> _WHAT YOU NEED TO DO_: In the passage below on ASEAN's social agenda, what are the thematic elements of the ASCC Plan of Action?

> _SELECTED PASSAGE_:
"""

ASEAN Leaders know that the social construction of ASEAN could enhance its legitimacy if it makes positive impact on the lives of its constituency.  Such process would entail addressing fundamental social issues that reinforce a sense of community building and regional solidarity.  ASEAN has, therefore, embarked on a comprehensive agenda of functional cooperation in such fields as poverty eradication, social welfare and development, labour and employment, education, youth, environmental sustainability, disaster management, culture, information, and others.  The thematic elements of the ASCC Plan of Action include poverty eradication, managing the social impact of economic integration, environmental sustainability, and promoting regional identity.  These are supposed to represent the social agenda of ASEAN, which would complement the economic and political pillars.

ASEAN has placed poverty eradication and rural development on its agenda because of their substantive and symbolic value in projecting ASEAN as a caring and sharing community of nations.  It is an issue that is very important for a significant proportion of the half a billion people in the least-developed and developing economies of Southeast Asia.  In this regard, ASEAN has established a specific cooperation agenda and mechanism in the field of rural development and poverty eradication.  Furthermore, “narrowing the development gap” among its members constitutes a major ASEAN agenda, particularly since the Vietnam-initiated Hanoi Declaration on Narrowing Development Gap for Closer ASEAN Integration of 2001.

"""

[Excerpts from annotation records]
"""

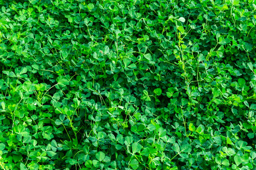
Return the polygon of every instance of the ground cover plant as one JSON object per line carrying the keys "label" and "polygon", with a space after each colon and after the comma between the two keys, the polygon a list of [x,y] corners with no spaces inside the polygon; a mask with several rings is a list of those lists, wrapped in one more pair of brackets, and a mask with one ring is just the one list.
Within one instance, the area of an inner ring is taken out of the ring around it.
{"label": "ground cover plant", "polygon": [[256,169],[255,0],[0,5],[0,169]]}

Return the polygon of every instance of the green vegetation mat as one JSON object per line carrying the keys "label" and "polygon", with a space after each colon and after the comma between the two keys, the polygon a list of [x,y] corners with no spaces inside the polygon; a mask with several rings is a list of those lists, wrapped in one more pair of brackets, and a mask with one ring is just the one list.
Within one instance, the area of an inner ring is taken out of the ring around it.
{"label": "green vegetation mat", "polygon": [[256,170],[256,0],[0,5],[0,169]]}

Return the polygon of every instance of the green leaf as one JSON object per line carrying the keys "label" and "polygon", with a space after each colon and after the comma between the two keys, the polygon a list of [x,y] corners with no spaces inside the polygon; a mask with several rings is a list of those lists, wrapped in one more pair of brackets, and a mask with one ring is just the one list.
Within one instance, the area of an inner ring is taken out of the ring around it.
{"label": "green leaf", "polygon": [[191,146],[189,144],[182,144],[180,148],[182,152],[190,153],[192,150]]}
{"label": "green leaf", "polygon": [[47,155],[50,157],[52,157],[53,156],[55,156],[56,154],[57,154],[55,152],[52,151],[46,151],[46,153],[47,153]]}
{"label": "green leaf", "polygon": [[149,61],[151,61],[151,60],[152,59],[152,57],[151,57],[151,55],[149,53],[148,53],[148,54],[144,54],[144,57],[145,58],[146,58],[146,59],[147,59],[147,60],[149,60]]}
{"label": "green leaf", "polygon": [[184,28],[183,28],[183,26],[179,26],[178,27],[178,30],[181,32],[182,34],[183,34],[183,33],[185,32],[185,30],[184,29]]}
{"label": "green leaf", "polygon": [[5,148],[5,144],[0,144],[0,151],[3,150]]}
{"label": "green leaf", "polygon": [[185,106],[188,103],[188,101],[187,99],[185,98],[182,98],[182,104],[183,106]]}
{"label": "green leaf", "polygon": [[19,166],[19,168],[20,170],[27,170],[26,166],[23,163],[20,163],[20,165]]}
{"label": "green leaf", "polygon": [[229,162],[227,159],[224,159],[221,164],[224,166],[229,166]]}
{"label": "green leaf", "polygon": [[135,143],[132,144],[132,153],[139,153],[141,149],[142,149],[142,146],[139,143]]}
{"label": "green leaf", "polygon": [[143,91],[143,94],[146,95],[146,96],[148,96],[148,93],[147,92],[147,91],[146,90],[144,90]]}
{"label": "green leaf", "polygon": [[154,93],[157,95],[160,95],[162,94],[162,90],[160,88],[157,88],[154,90]]}
{"label": "green leaf", "polygon": [[84,166],[87,168],[92,168],[92,161],[91,160],[87,160],[86,162],[84,163]]}
{"label": "green leaf", "polygon": [[134,159],[130,162],[129,165],[133,169],[137,170],[139,166],[138,162],[137,160]]}
{"label": "green leaf", "polygon": [[180,146],[177,144],[174,144],[173,146],[173,149],[176,153],[180,153]]}
{"label": "green leaf", "polygon": [[153,130],[155,130],[156,128],[155,128],[155,125],[154,125],[153,124],[150,124],[148,125],[148,126],[147,126],[147,129],[148,129],[148,130],[149,130],[149,131],[153,131]]}
{"label": "green leaf", "polygon": [[234,161],[237,166],[238,166],[242,162],[242,158],[238,155],[236,155],[234,157]]}
{"label": "green leaf", "polygon": [[92,3],[89,3],[87,5],[87,8],[89,10],[91,10],[94,8],[94,5]]}
{"label": "green leaf", "polygon": [[249,67],[249,68],[252,71],[253,71],[253,65],[251,62],[248,62],[247,63],[247,65]]}
{"label": "green leaf", "polygon": [[186,21],[186,20],[183,17],[180,17],[179,18],[179,21],[180,21],[181,22],[185,22],[185,21]]}
{"label": "green leaf", "polygon": [[99,161],[102,161],[105,158],[105,153],[102,152],[99,152],[96,154],[96,157]]}

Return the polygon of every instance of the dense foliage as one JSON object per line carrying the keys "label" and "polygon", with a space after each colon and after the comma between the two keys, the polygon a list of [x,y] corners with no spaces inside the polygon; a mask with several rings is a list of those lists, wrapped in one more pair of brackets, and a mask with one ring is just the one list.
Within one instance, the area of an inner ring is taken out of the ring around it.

"""

> _FULL OUTPUT_: Poverty eradication, managing the social impact of economic integration, environmental sustainability, and promoting regional identity.